◆ Testo fornito
┄┄┄┄┄┄┄┄┄┄┄┄┄┄┄┄┄┄┄┄
In un discorso televisivo, il presidente egiziano Abdel Fattah al-Sisi ha condannato l’attacco, avvisando che l’Egitto non avrebbe esitato a colpire le basi dei terroristi, sia all’interno che all’esterno del Paese.

Nelle stesse ore l’aviazione egiziana lanciava raid aerei contro Derna, dove - secondo fonti del governo del Cairo - sarebbe stato pianificato l’attacco di Minya: tra gli obiettivi, campi di addestramento e depositi di armi del Derna Mujhahidden Shura Council (Dmsc), una coalizione islamista che controlla la città dal 2015.

Nelle ore successive, nuovi attacchi aerei egiziani hanno colpito invece Jufra, Waddan e Hun, mentre il 29 maggio l’aviazione egiziana è tornata nuovamente su Derna, colpendo l’entrata occidentale della città e il quartiere di Dahr al-Homir.

Non è la prima volta che il Cairo lancia attacchi aerei in Libia. Basti ricordare il raid effettuato il 16 febbraio 2015, quando l’Egitto rispose alla decapitazione di 21 copti egiziani rivendicata dalla filiale libica del sedicente Stato Islamico con attacchi aerei proprio su Derna.

Anche oggi come allora la furiosa reazione egiziana è stata evidentemente determinata dalla forte emozione per l’attentato subito. L’offensiva del Cairo nell’est della Libia ha tuttavia sollevato numerosi dubbi, in particolare riguardo la responsabilità dei gruppi colpiti e le reali motivazioni dietro la scelta di intervenire nel complesso teatro libico.
┄┄┄┄┄┄┄┄┄┄┄┄┄┄┄┄┄┄┄┄
◆ Consegna
Restituisci per intero il testo sui raid aerei egiziani in Libia, senza alcuna modifica. L'elenco che segue è materiale a sé, distinto dal testo.
┄┄┄┄┄┄┄┄┄┄┄┄┄┄┄┄┄┄┄┄
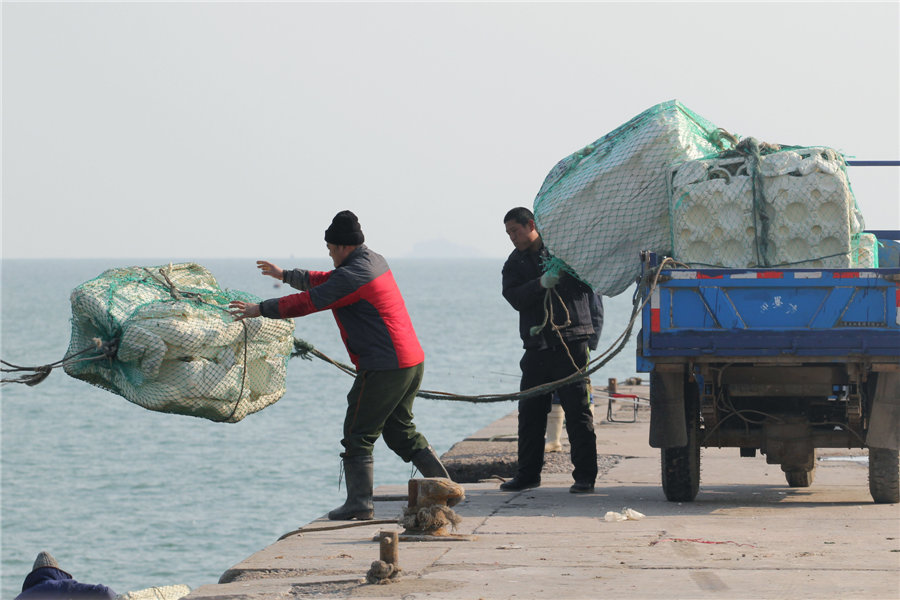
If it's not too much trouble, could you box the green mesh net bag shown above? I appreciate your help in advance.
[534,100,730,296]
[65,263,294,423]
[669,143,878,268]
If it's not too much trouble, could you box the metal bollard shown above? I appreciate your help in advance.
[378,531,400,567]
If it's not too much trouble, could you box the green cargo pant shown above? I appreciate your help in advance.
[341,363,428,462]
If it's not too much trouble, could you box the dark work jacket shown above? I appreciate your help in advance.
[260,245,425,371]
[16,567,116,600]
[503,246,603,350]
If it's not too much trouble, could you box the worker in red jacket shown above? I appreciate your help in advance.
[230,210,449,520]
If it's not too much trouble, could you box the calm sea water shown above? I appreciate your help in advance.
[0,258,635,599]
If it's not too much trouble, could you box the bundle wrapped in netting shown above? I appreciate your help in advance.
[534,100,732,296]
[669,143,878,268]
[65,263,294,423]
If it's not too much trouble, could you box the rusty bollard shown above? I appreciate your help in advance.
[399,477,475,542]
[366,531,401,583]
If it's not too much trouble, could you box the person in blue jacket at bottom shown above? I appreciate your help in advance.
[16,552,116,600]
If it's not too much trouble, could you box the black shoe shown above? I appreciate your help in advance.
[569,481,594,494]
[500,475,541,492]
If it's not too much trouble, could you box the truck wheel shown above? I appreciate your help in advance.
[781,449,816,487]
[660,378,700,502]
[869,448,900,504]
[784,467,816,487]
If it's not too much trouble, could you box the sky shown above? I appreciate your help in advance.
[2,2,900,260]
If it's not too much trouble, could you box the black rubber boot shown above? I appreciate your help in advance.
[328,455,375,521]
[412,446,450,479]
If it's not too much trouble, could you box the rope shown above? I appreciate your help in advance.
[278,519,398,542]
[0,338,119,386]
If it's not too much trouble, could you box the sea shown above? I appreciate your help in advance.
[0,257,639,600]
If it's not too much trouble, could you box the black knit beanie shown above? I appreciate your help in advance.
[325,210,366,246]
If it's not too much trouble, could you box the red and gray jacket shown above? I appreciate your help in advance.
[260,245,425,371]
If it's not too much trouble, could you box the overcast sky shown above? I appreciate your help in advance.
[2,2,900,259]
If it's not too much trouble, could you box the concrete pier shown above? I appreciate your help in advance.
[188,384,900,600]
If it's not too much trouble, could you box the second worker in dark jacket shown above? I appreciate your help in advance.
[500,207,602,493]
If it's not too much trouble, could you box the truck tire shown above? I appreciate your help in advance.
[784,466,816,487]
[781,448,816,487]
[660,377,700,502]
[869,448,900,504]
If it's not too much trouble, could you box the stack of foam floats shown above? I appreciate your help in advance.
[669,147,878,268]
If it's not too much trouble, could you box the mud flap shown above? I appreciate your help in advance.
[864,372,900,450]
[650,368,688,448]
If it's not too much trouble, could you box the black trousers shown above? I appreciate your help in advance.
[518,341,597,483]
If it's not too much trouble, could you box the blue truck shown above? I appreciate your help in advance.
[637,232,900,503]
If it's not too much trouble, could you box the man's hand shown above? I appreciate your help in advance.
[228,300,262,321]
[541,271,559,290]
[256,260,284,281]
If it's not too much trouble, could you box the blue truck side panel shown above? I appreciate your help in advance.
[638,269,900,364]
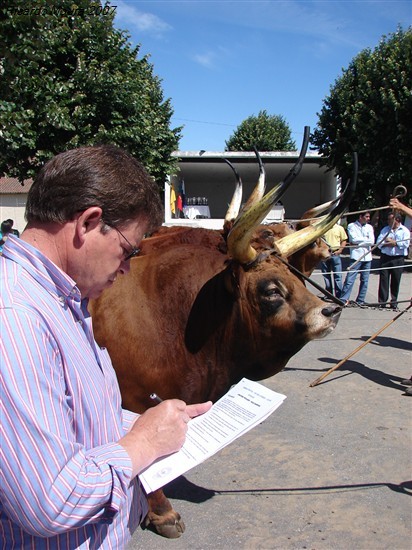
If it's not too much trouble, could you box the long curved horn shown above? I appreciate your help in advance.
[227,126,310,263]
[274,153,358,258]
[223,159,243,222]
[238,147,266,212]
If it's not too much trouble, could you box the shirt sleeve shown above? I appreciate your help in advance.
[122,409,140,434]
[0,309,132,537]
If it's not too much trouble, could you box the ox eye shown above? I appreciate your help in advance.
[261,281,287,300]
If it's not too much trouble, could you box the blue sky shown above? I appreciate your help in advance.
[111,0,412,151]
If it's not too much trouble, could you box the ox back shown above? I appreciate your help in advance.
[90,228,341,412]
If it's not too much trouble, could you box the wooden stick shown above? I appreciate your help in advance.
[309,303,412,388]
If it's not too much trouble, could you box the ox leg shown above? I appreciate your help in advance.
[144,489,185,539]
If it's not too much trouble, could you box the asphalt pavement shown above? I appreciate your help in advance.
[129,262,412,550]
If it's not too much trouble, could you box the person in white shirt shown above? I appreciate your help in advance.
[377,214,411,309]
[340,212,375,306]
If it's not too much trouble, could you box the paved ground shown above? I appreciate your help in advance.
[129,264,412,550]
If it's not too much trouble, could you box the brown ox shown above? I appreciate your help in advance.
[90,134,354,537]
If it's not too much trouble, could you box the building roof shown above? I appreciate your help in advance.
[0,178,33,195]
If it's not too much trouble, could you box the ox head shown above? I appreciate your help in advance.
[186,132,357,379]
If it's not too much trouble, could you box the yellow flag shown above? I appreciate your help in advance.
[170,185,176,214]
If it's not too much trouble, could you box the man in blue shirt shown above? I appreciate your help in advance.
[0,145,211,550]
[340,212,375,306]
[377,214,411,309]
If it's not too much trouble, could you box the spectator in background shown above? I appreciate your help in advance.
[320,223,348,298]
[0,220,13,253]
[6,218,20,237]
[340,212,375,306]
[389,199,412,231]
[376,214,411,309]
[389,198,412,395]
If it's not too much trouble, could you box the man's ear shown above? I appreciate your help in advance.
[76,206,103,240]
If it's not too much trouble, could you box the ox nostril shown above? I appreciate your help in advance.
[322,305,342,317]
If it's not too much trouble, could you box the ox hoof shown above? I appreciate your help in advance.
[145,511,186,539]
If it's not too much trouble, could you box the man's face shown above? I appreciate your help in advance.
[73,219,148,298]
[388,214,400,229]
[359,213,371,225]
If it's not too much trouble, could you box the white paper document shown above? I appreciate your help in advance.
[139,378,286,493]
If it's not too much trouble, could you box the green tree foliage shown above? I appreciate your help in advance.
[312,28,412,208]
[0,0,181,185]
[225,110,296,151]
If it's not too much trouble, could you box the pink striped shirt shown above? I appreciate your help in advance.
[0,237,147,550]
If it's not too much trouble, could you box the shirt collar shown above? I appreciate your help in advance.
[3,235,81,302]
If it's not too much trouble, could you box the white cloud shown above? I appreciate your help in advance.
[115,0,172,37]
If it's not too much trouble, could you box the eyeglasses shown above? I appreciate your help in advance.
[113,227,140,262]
┄┄┄┄┄┄┄┄┄┄┄┄┄┄┄┄┄┄┄┄
◆ Compito svolto
In un discorso televisivo, il presidente egiziano Abdel Fattah al-Sisi ha condannato l’attacco, avvisando che l’Egitto non avrebbe esitato a colpire le basi dei terroristi, sia all’interno che all’esterno del Paese.

Nelle stesse ore l’aviazione egiziana lanciava raid aerei contro Derna, dove - secondo fonti del governo del Cairo - sarebbe stato pianificato l’attacco di Minya: tra gli obiettivi, campi di addestramento e depositi di armi del Derna Mujhahidden Shura Council (Dmsc), una coalizione islamista che controlla la città dal 2015.

Nelle ore successive, nuovi attacchi aerei egiziani hanno colpito invece Jufra, Waddan e Hun, mentre il 29 maggio l’aviazione egiziana è tornata nuovamente su Derna, colpendo l’entrata occidentale della città e il quartiere di Dahr al-Homir.

Non è la prima volta che il Cairo lancia attacchi aerei in Libia. Basti ricordare il raid effettuato il 16 febbraio 2015, quando l’Egitto rispose alla decapitazione di 21 copti egiziani rivendicata dalla filiale libica del sedicente Stato Islamico con attacchi aerei proprio su Derna.

Anche oggi come allora la furiosa reazione egiziana è stata evidentemente determinata dalla forte emozione per l’attentato subito. L’offensiva del Cairo nell’est della Libia ha tuttavia sollevato numerosi dubbi, in particolare riguardo la responsabilità dei gruppi colpiti e le reali motivazioni dietro la scelta di intervenire nel complesso teatro libico.